Избранный отрывок ->

☆ ☆ ☆ ☆ ☆ ☆ ☆

ЭКСПЕРТ ONLINE
http://www.expert.ru/printissues/expert/2009/46/interview_nuzhna_akademicheskaya_mutaciya/
Рисунок: Константин Батынков
Интервью Галины Костиной с Максимом Франк-Каменецким.
В США научная величина — ученый со своим рейтингом, а в России — академик или директор института. И чем дольше будет затягиваться процесс реформы российской науки, тем необратимее будет процесс ее полного развала
НУЖНА АКАДЕМИЧЕСКАЯ МУТАЦИЯ
Максим Франк-Каменецкий — профессор Бостонского университета, известный специалист в области ДНК, сын крупнейшего советского физика — одного из создателей ядерной бомбы, живет в США уже более пятнадцати лет. Уехал он в 1993−м по приглашению этого самого университета, желавшего заполучить биофизика, известного мировой научной общественности, в частности, открытием необычной формы ДНК. Публикация об этом открытии появилась в Nature в 1987 году. Сразу после этой публикации Франк-Каменецкого стали приглашать за рубеж, он рвался на международные конференции, но его не пускали. Обида и гнев не только на соответствующие органы, но и на верхушку Академии наук, которая тоже приложила к этому руку, до сих пор не отпускают его. Приехав недавно в Москву на международный форум по нанотехнологиям, Максим Франк-Каменецкий был рад услышать блестящие доклады некоторых российских ученых, но остался расстроенным общим состоянием российской науки. По его мнению, медленные эволюционные преобразования эффекта не дадут, российской науке нужен революционный переворот.

☆ ☆ ☆ ☆ ☆ ☆ ☆

Задание ->
Перепишите фрагмент интервью о российской науке, который начинается со слов «ЭКСПЕРТ ONLINE» и заканчивается словами «с Максимом Франк-Каменецким.», переименовав «Рисунок» в «Иллюстрация».

☆ ☆ ☆ ☆ ☆ ☆ ☆

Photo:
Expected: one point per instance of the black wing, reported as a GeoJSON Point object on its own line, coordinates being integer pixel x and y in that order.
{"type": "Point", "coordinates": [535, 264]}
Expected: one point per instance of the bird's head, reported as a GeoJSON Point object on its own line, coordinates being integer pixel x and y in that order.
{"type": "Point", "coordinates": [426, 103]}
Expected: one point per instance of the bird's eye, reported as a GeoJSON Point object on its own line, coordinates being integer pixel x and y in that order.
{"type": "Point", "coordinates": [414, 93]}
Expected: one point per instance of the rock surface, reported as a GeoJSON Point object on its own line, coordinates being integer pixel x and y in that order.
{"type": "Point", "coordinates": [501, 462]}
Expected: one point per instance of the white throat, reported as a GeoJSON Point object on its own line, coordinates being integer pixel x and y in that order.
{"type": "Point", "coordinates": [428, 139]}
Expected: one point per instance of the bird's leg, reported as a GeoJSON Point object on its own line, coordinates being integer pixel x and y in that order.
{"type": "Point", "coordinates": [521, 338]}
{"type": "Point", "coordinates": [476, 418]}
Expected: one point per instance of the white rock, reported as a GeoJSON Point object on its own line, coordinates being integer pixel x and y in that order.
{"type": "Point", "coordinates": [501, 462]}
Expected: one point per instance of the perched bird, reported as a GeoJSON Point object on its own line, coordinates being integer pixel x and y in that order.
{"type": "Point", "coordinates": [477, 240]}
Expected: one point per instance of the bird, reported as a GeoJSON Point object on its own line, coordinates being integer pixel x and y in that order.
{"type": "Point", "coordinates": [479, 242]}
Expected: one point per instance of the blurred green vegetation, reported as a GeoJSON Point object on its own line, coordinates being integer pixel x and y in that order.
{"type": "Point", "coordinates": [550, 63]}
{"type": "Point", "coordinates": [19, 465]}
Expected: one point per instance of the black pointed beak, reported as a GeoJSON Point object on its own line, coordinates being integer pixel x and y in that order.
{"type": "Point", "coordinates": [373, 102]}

☆ ☆ ☆ ☆ ☆ ☆ ☆

Решённая задача ->
ЭКСПЕРТ ONLINE
http://www.expert.ru/printissues/expert/2009/46/interview_nuzhna_akademicheskaya_mutaciya/
Иллюстрация: Константин Батынков
Интервью Галины Костиной с Максимом Франк-Каменецким.